- [What you need to do]: The records are given next. Repeat each one exactly.

Start of Block

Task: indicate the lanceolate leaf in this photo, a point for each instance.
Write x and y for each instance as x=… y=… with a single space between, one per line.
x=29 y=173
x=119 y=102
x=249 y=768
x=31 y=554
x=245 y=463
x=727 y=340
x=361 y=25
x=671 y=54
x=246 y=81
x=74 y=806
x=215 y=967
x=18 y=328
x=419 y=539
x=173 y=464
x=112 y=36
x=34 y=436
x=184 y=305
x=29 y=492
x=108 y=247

End of Block

- [Result of the task]:
Task: indicate the lanceolate leaf in this photo, a point for each instance.
Write x and y for each instance as x=… y=… with a single space between, one per line.
x=29 y=173
x=119 y=102
x=249 y=768
x=31 y=554
x=245 y=463
x=727 y=340
x=361 y=25
x=671 y=54
x=246 y=81
x=74 y=806
x=215 y=967
x=18 y=328
x=419 y=539
x=173 y=464
x=112 y=36
x=34 y=436
x=184 y=305
x=29 y=492
x=108 y=247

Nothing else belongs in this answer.